§ SOURCE
'''

Paul Flannery and Tom Ziller are discussing every single NBA team in this Flanns and Zillz marathon leading up to the 2015-16 season. Click here for past editions.

ZILLER: Right up front I'll note that I have the Bulls as my No. 2 seed in the East. Misfortune continues to befall Derrick Rose, but I think the talent base of this team -- from Jimmy Butler to Joakim Noah to Nikola Mirotic to Pau Gasol -- is just really special. To me, with the exception of all-important point guard depth, this is a complete team. And I'm excited about the Mayor coming to the NBA.

FLANNERY: I'm not there. This is the same team as last season, and even if Butler and Mirotic improve, there were signs of wear and, well, staleness last season. You're expecting Gasol to have as good a year as last season when his production was a pleasant surprise. I love Pau, but he's 35 and that was the most minutes he's played since his last great season in 2011. You're also expecting Noah to recover from whatever ailed him last year. Tom Thibodeau is gone, but all those minutes are still worn by his players. (Mike Dunleavy's back injury does not help matters at all.)

And by the way, Thibs was and is an objectively fantastic coach. He's one of the best defensive minds of his generation and, say what you will about his methods, his team's overachieved during the regular season once the injuries hit. I'm sure Fred Hoiberg will be a fine NBA coach and he has a lot of pro experience, but there's going to be a learning curve. I think the Bulls are one of the top four teams in the East, but I don't see them as a clear No. 2 and I could also see them slipping.

Follow-up: Is Jimmy Butler the best player on the team?

ZILLER: I think Thibodeau is a really good coach, and he'll be back before we know it. That said, his offenses only rarely worked (owing a lot to talent issues, for sure) and the Bulls still have a number of top-flight defenders (when healthy). Between Butler, Noah and Taj Gibson, so long as Hoiberg's tactics are NBA-ready, this can be an elite defense without Thibodeau.

Where I'm excited about The Mayor, though, is on offense. I hate comparing coaches, but I sense a little Steve Kerr in Hoiberg. He seems to trust his players more than Thibodeau did and he's interested in the so-called beautiful game to some degree. We won't know until we know, but I like what I'm reading.

Butler is pretty clearly the best Bull, and in fact I'd argue he's the best player individually at each end of the floor. He has certainly made Derrick Rose's absence less painful and he's a legit stopper on the wing. I'm skeptical of the new-found interest in playing some point guard -- he's not that type of passer or court-reader -- but he's definitely in the peak Joe Johnson range now with a chance to get better.

As you note, Noah's recovery to form is a huge issue here. That's the one question mark that could totally swing the future of the club one way or the other. He was an MVP candidate two years ago, but he looked so hobbled last season.

FLANNERY: Noah is the key for me. When he played at such a high level two years ago, the Bulls were legit. When he slipped they were still good, but not nearly as dangerous.

Like you, I'm curious to see what kind of coach Hoiberg will be in the pros. The Bulls are 10-deep when healthy and there's still Doug McDermott and Bobby Portis to integrate into the lineup to some degree. I'm particularly interested in how he uses Mirotic, who was dynamite at power forward.

'''

§ STORED DATA
'''

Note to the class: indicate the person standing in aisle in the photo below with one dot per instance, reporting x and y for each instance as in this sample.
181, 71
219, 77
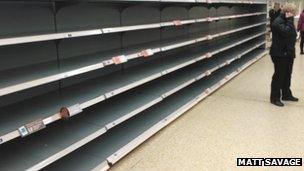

'''

§ THE TASKS
1. List every coach named in the Bulls preview.
2. Copy out the Bulls preview word for word, starting with "As you note, Noah's" and going on through "hobbled last season.".

§ RESPONSES FOR EACH TASK
1. Tom Thibodeau, Fred Hoiberg, Steve Kerr

2.
As you note, Noah's recovery to form is a huge issue here. That's the one question mark that could totally swing the future of the club one way or the other. He was an MVP candidate two years ago, but he looked so hobbled last season.